* Start PASSAGE *

If you unplug a DIMM that was added during boot (can happen on x86-64, 
can it happen on riscv?), free_pages() would not be sufficient. You'd be 
freeing a PG_reserved page that has to be freed differently.
Björn Töpel May 14, 2024, 4:34 p.m. UTC | #2
David Hildenbrand <david@redhat.com> writes:

> On 14.05.24 16:04, Björn Töpel wrote:
>> From: Björn Töpel <bjorn@rivosinc.com>
>> 
>> For an architecture to support memory hotplugging, a couple of
>> callbacks needs to be implemented:
>> 
>>   arch_add_memory()
>>    This callback is responsible for adding the physical memory into the
>>    direct map, and call into the memory hotplugging generic code via
>>    __add_pages() that adds the corresponding struct page entries, and
>>    updates the vmemmap mapping.

* End PASSAGE *
* Start COLLECTED DATA *

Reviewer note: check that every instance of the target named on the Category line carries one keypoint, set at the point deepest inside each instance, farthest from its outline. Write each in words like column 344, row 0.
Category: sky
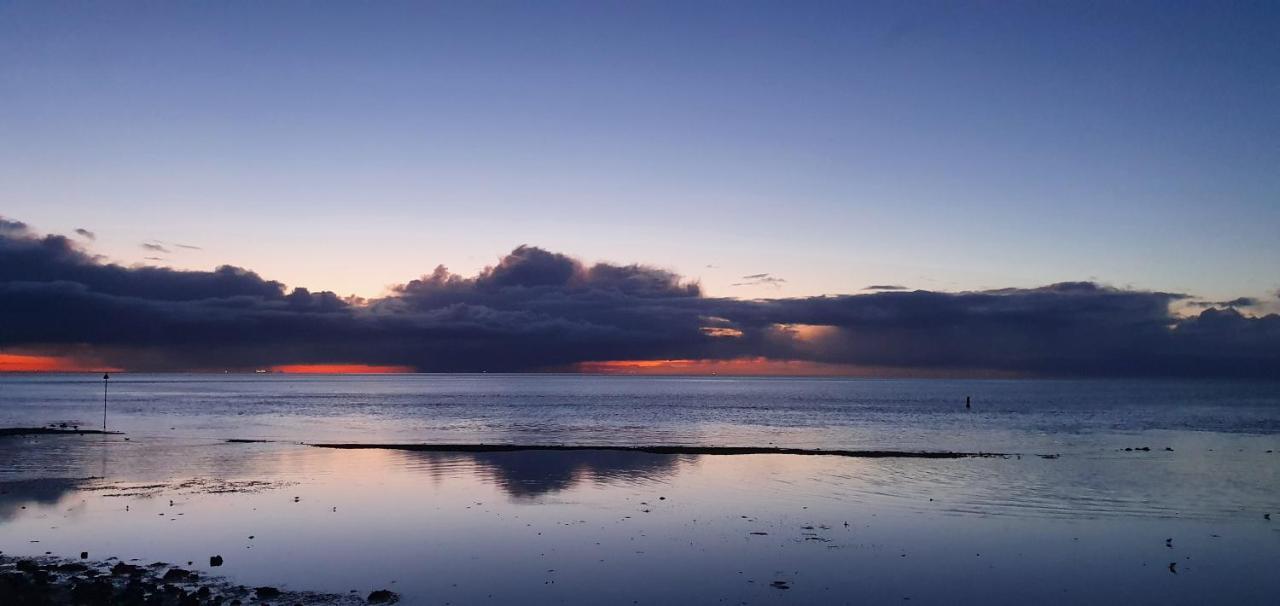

* End COLLECTED DATA *

→ TASKS TO COMPLETE
- 1) Reproduce the stretch of the memory hotplug thread from "If you unplug" through "be freed differently.".
- 2) Supply the next part of the memory hotplug thread, picking up after its last line.

→ ANSWERS GIVEN
- 1)
If you unplug a DIMM that was added during boot (can happen on x86-64, 
can it happen on riscv?), free_pages() would not be sufficient. You'd be 
freeing a PG_reserved page that has to be freed differently.

- 2)
>> 
>>   arch_remove_memory()
>>    This is the inverse of the callback above.
>> 
>>   vmemmap_free()
>>    This function tears down the vmemmap mappings (if
>>    CONFIG_SPARSEMEM_VMEMMAP is enabled), and also deallocates the
>>    backing vmemmap pages. Note that for persistent memory, an
>>    alternative allocator for the backing pages can be used; The
>>    vmem_altmap. This means that when the backing pages are cleared,
>>    extra care is needed so that the correct deallocation method is
>>    used.
>> 
>>   arch_get_mappable_range()
>>    This functions returns the PA range that the direct map can map.
>>    Used by the MHP internals for sanity checks.
>> 
>> The page table unmap/teardown functions are heavily based on code from
>> the x86 tree. The same remove_pgd_mapping() function is used in both
>> vmemmap_free() and arch_remove_memory(), but in the latter function
>> the backing pages are not removed.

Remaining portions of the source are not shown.